[Saved entries]
+++
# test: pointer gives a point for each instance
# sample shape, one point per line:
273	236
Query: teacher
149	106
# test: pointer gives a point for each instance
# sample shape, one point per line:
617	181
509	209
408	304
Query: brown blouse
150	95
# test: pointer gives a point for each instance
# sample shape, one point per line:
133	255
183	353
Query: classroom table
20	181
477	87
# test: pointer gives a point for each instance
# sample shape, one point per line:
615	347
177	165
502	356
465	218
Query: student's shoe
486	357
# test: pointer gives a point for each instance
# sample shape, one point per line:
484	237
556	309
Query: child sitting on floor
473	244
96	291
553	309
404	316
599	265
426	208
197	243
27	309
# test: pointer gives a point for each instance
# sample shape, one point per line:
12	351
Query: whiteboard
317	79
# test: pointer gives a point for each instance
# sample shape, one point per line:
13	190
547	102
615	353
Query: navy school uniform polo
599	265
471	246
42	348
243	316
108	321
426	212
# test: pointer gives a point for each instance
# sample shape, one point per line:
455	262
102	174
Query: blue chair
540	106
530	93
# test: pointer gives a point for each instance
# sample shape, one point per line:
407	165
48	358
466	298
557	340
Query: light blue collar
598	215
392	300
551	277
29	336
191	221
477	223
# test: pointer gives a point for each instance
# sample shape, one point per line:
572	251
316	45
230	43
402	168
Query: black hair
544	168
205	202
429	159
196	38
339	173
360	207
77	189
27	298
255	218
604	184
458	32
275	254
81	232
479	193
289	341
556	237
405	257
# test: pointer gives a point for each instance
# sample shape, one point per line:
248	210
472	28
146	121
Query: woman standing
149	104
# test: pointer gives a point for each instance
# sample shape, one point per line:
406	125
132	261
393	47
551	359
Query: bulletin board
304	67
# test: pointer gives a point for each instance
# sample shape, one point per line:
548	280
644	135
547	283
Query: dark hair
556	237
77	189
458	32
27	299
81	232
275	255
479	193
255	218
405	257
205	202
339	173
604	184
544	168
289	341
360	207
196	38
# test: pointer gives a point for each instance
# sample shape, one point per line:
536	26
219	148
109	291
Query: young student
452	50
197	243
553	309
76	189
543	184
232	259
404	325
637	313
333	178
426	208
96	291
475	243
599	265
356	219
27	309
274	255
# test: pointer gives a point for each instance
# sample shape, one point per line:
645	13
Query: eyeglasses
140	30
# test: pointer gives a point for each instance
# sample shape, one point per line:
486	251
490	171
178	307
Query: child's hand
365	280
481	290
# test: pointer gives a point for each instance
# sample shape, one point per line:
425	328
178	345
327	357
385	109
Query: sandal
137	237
+++
Required work: From the first line through the last, repeat the entries exactly.

Task solution:
# test: pointer gives a point for each instance
# sample shape, one point per line:
273	236
Query: teacher
149	106
# test: pointer gives a point for each instance
# sample shape, one point per line:
617	181
509	209
408	304
Query: brown blouse
150	95
# test: pointer gives a point for each instance
# sample shape, one point per line:
133	255
183	353
Query: classroom table
20	181
477	87
# test: pointer gives a point for each instance
# sample shape, one point per line:
615	347
177	165
502	356
465	218
Query: student's shoe
486	357
# test: pointer gives a point for each instance
# sample shape, one point per line:
484	237
556	309
Query: child sitting on floor
473	244
96	291
553	309
404	316
599	265
426	208
197	243
27	309
# test: pointer gives a point for each instance
# sample shape, one point per line:
12	351
Query: whiteboard
317	79
# test: pointer gives a point for each instance
# sample shape, one point per line:
13	190
547	102
615	353
Query: navy school uniform polo
599	265
471	246
42	348
243	316
108	321
426	212
# test: pointer gives a point for each instance
# sample shape, one point per line:
455	262
102	174
Query: blue chair
540	106
530	93
# test: pointer gives a point for each instance
# sample shape, one point per line:
407	165
48	358
466	298
557	340
Query: light blue collar
598	215
392	300
551	277
29	336
191	221
477	223
# test: pointer gives a point for each instance
# sample shape, one point per line:
572	251
316	45
230	43
402	168
Query: black hair
544	168
205	202
429	159
196	38
339	173
360	207
77	189
27	298
255	218
604	184
458	32
275	254
81	232
479	193
289	341
556	237
405	257
# test: pointer gives a point for each instance
# sample shape, one point per line:
248	210
472	28
146	121
Query: woman standing
149	104
# test: pointer gives a point for each instance
# sample shape, one point per line:
406	125
132	261
393	47
551	359
Query: bulletin board
304	67
# test: pointer gives a point for each instance
# sample shape, one point per line:
548	280
644	135
547	283
Query: dark hair
556	237
77	189
458	32
27	299
81	232
275	255
479	193
255	218
405	257
205	202
339	173
604	184
544	168
289	341
360	207
196	38
# test: pointer gives a point for each instance
# sample shape, one point per line:
536	26
219	148
109	291
Query: young student
452	50
197	243
553	309
76	189
543	184
232	259
404	325
637	313
333	178
426	208
96	291
475	243
599	265
356	219
27	309
274	255
# test: pointer gives a point for each instance
# sample shape, one point per line:
645	13
Query: eyeglasses
140	30
# test: pointer gives a point for each instance
# sample shape, one point per line:
486	251
490	171
178	307
Query: child's hand
365	280
481	290
# test: pointer gives a point for each instance
# sample shape, one point per line:
425	328
178	345
327	357
385	109
Query: sandal
137	237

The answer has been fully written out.